Passage shown:
────────────────────────────────────────

Is there another age you associate with yourself in your mind? If so, what is it? And why, do you think?
35. I think it’s because I dye my hair. I’ve seen this as my mother ages. My mother dyes her hair and looks 65 though she’s 82. She now has Alzheimer’s. We were looking at senior facilities for her to live in while she still had most of her capacities and could familiarize herself with her environment. Everyone there had white and grey hair. She didn’t like it. She kept saying that everyone “was so old.” I kept telling her she’s the only old person I’ve ever met who is prejudiced against old people.
My life has gotten better with every single year so I'm probably going to be in state of permanent bliss by the time I'm 80. I would never, ever go back.
Do you feel old for your age? Young for your age? Just right? Are you in step with your peers?
I look young and feel young and think young, but it actually comes from a strange/dark place. It comes from having lived with serious mental illness for twenty-five years. Those years are lost to me. I know that’s not the best way to think about them because it’s completely unhealthy, but I do. I wish they had been different. I wish I had been healthier or had known how to better take care of myself during those years, but it was such a spiral, and given that the diagnoses we receive are treated as lifelong and dismal, I had no choice but to think I would always be the same.
I wrote about this in my first memoir Pathological. It feels like I lost twenty-five years of my life. If that’s the case, I’m really only 27. But again, I don’t want to think like this. Those years led me to where I am now, which is a wonderful place.
What do you like about being your age?
Despite all that, I love the idea of getting older. I love how strong I am now. I love how confident I am. I love that I figured out how to live my life: romantic relationships don’t interest me, I eat uber-healthy, I don’t drink, I exercise but don’t over-exercise, I work a lot and am completely obsessed with it and take really good care of myself. I know how to do that now. These are all things I could never have done during those twenty-five years partly because I was too young.

────────────────────────────────────────

Stored data:

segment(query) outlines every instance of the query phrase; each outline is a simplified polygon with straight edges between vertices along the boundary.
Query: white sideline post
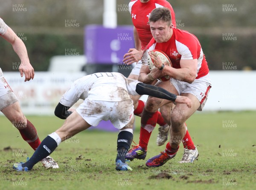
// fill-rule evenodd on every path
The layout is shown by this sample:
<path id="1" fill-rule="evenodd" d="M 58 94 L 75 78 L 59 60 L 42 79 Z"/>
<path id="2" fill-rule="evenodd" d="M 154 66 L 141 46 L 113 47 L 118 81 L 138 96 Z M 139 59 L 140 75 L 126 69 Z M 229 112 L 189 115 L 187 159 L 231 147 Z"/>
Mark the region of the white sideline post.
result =
<path id="1" fill-rule="evenodd" d="M 115 28 L 117 26 L 116 0 L 104 0 L 103 26 Z"/>

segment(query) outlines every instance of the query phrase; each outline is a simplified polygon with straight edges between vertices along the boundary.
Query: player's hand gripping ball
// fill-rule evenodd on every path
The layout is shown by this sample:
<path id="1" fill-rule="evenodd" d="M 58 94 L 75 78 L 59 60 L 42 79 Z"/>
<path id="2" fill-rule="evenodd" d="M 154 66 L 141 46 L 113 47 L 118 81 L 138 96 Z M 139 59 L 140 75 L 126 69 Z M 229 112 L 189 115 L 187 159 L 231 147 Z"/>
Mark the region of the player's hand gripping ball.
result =
<path id="1" fill-rule="evenodd" d="M 166 62 L 167 65 L 172 66 L 171 60 L 170 60 L 170 59 L 169 59 L 168 56 L 167 56 L 164 52 L 158 49 L 154 49 L 152 50 L 152 51 L 154 52 L 157 54 L 157 56 L 160 58 L 160 59 L 161 60 L 161 61 L 164 64 L 165 62 Z M 152 59 L 151 58 L 151 57 L 149 55 L 148 55 L 148 68 L 151 71 L 156 67 L 154 65 L 153 61 L 152 60 Z M 162 77 L 161 78 L 158 78 L 158 79 L 161 81 L 169 81 L 170 79 L 170 76 L 166 75 Z"/>

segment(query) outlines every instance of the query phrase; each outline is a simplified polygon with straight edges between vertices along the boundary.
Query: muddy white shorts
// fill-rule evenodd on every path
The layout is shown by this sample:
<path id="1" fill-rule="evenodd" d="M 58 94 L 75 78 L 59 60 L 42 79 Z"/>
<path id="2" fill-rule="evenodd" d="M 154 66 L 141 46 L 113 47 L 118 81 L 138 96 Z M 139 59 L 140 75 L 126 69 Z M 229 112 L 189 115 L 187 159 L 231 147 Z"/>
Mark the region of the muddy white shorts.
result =
<path id="1" fill-rule="evenodd" d="M 3 75 L 0 68 L 0 111 L 18 101 L 18 99 Z"/>
<path id="2" fill-rule="evenodd" d="M 120 129 L 131 119 L 134 107 L 131 100 L 109 102 L 86 98 L 76 110 L 92 126 L 97 126 L 102 120 L 110 120 L 115 128 Z"/>
<path id="3" fill-rule="evenodd" d="M 182 93 L 189 93 L 196 97 L 201 104 L 198 110 L 202 111 L 212 87 L 209 74 L 198 79 L 195 79 L 191 84 L 172 78 L 171 79 L 171 82 L 179 95 Z"/>
<path id="4" fill-rule="evenodd" d="M 140 75 L 140 68 L 141 68 L 142 65 L 142 62 L 141 62 L 141 60 L 140 60 L 132 69 L 130 75 Z"/>

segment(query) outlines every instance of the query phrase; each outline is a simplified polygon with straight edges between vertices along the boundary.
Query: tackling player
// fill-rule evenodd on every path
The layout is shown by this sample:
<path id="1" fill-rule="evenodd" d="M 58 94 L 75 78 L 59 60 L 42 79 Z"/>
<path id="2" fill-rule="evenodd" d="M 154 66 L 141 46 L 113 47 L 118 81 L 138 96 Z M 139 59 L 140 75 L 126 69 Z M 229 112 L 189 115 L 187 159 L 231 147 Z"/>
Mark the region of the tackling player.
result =
<path id="1" fill-rule="evenodd" d="M 55 115 L 61 119 L 66 118 L 62 126 L 42 141 L 29 160 L 15 164 L 13 168 L 29 171 L 39 161 L 52 153 L 62 141 L 91 126 L 98 125 L 102 120 L 110 120 L 115 127 L 120 130 L 116 169 L 132 170 L 125 163 L 125 155 L 133 137 L 134 106 L 130 95 L 143 94 L 185 103 L 189 107 L 191 104 L 186 97 L 126 78 L 121 73 L 99 72 L 85 76 L 74 82 L 56 107 Z M 79 99 L 84 101 L 76 110 L 67 112 Z"/>
<path id="2" fill-rule="evenodd" d="M 143 50 L 153 37 L 150 31 L 148 18 L 152 10 L 158 7 L 166 7 L 170 10 L 172 24 L 175 27 L 175 13 L 172 6 L 166 0 L 132 0 L 129 3 L 129 9 L 134 26 L 135 49 L 130 49 L 129 50 L 128 53 L 124 55 L 123 61 L 128 64 L 137 62 L 128 77 L 129 78 L 138 80 L 142 65 L 140 60 Z M 139 99 L 140 97 L 140 96 L 133 96 L 132 97 L 134 102 L 134 114 L 140 116 L 141 115 L 145 106 L 144 102 Z M 165 121 L 160 112 L 157 112 L 157 123 L 159 124 L 160 127 L 156 142 L 157 145 L 161 146 L 168 139 L 170 126 Z M 127 159 L 131 160 L 133 160 L 134 158 L 145 159 L 146 155 L 147 145 L 153 130 L 154 128 L 149 130 L 143 127 L 140 128 L 139 143 L 129 151 Z M 194 160 L 191 161 L 191 160 L 189 159 L 189 155 L 192 154 L 198 156 L 198 153 L 187 130 L 182 141 L 184 154 L 180 162 L 192 162 Z M 141 152 L 142 153 L 138 155 L 137 151 Z"/>
<path id="3" fill-rule="evenodd" d="M 25 81 L 34 78 L 34 69 L 29 63 L 25 44 L 13 31 L 0 18 L 0 36 L 12 46 L 20 59 L 19 70 Z M 35 127 L 22 113 L 18 99 L 6 81 L 0 68 L 0 111 L 19 130 L 22 138 L 35 150 L 41 143 Z M 41 161 L 47 168 L 58 168 L 58 164 L 49 156 Z"/>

────────────────────────────────────────

What to work on:
• A. In the passage about age, retype the words starting at "Despite all that, I" and ending at "was too young.".
• B. List every thing the writer says "I love" in the passage about age.

Solutions to the problems:
• A.
Despite all that, I love the idea of getting older. I love how strong I am now. I love how confident I am. I love that I figured out how to live my life: romantic relationships don’t interest me, I eat uber-healthy, I don’t drink, I exercise but don’t over-exercise, I work a lot and am completely obsessed with it and take really good care of myself. I know how to do that now. These are all things I could never have done during those twenty-five years partly because I was too young.

• B.
- the idea of getting older
- how strong the writer is now
- how confident the writer is
- that the writer figured out how to live their life